:: What to work on ::
Write out the rows below word for word. Begin at the line that has "For sports analytics purposes, locate the green hill" and stop after the line that has "[0,0,600,98]".

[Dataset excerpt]
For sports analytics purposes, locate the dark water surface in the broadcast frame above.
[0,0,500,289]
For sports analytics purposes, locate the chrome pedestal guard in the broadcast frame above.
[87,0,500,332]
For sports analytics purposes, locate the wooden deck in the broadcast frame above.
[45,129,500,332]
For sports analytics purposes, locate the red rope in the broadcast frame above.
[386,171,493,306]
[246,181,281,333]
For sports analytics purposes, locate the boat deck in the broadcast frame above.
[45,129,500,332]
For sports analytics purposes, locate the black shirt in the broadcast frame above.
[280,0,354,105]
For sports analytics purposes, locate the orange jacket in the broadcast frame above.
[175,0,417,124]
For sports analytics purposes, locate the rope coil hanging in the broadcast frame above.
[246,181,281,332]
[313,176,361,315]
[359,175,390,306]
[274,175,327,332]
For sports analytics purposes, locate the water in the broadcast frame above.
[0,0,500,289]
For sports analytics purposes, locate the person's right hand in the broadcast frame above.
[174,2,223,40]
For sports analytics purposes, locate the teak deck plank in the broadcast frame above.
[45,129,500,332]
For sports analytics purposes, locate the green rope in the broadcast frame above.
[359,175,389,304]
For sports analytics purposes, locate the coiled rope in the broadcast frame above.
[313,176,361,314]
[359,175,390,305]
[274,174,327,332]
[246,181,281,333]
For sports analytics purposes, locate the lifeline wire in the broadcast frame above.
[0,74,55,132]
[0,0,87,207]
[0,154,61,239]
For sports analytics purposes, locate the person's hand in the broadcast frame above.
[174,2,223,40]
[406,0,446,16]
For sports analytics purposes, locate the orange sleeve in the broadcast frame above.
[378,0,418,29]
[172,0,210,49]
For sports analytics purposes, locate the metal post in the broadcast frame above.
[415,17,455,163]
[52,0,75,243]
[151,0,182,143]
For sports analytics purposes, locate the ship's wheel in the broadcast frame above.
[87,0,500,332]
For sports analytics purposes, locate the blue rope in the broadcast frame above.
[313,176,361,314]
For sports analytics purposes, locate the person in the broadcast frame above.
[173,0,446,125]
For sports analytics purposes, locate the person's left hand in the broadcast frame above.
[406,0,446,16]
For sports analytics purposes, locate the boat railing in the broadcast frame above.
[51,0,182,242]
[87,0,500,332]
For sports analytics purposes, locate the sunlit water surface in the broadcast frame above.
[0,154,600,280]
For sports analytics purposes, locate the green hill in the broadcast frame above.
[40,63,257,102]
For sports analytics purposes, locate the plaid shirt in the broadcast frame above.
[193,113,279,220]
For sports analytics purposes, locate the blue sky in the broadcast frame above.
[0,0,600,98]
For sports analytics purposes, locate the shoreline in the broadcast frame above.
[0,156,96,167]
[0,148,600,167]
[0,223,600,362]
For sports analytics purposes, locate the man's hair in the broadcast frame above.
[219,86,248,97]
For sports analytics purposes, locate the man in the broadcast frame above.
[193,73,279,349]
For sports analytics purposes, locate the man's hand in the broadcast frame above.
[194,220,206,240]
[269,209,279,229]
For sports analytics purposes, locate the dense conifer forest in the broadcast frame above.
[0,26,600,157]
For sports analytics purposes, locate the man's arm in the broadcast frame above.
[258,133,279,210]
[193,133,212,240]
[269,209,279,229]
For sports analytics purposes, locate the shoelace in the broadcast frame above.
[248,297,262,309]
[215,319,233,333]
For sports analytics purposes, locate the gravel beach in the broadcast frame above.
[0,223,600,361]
==
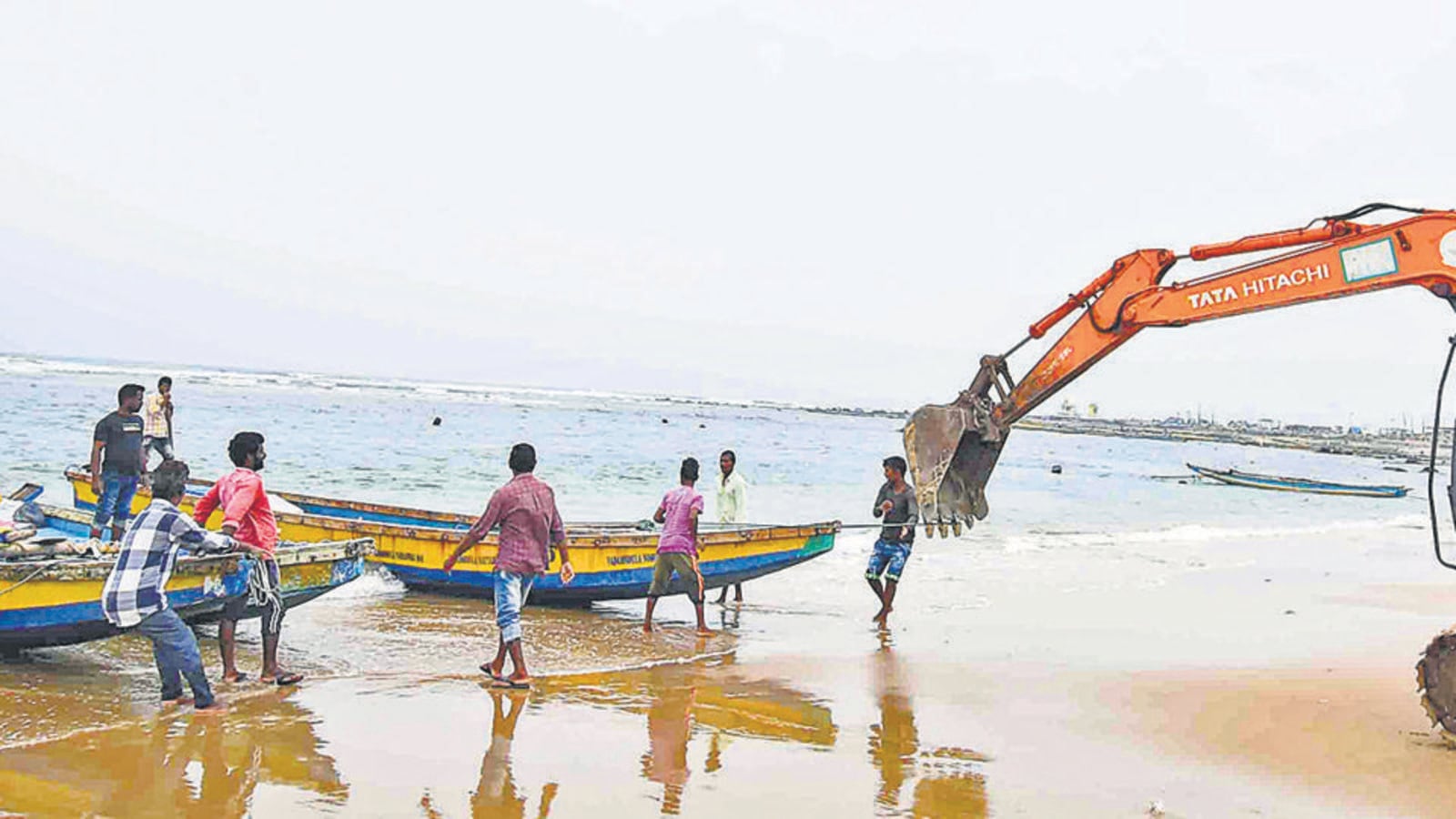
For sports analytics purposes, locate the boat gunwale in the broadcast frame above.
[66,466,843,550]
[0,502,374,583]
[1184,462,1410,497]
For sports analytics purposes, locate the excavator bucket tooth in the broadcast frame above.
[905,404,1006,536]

:: Problem solution ::
For sports analytics purposes, locate the green hill in the broadcast frame above.
[40,63,257,102]
For sports analytics purposes, locate the plaid shirt in the broadcast frame above.
[193,113,279,220]
For sports analytics purposes, locate the blue sky in the broadcast frame above.
[0,0,600,98]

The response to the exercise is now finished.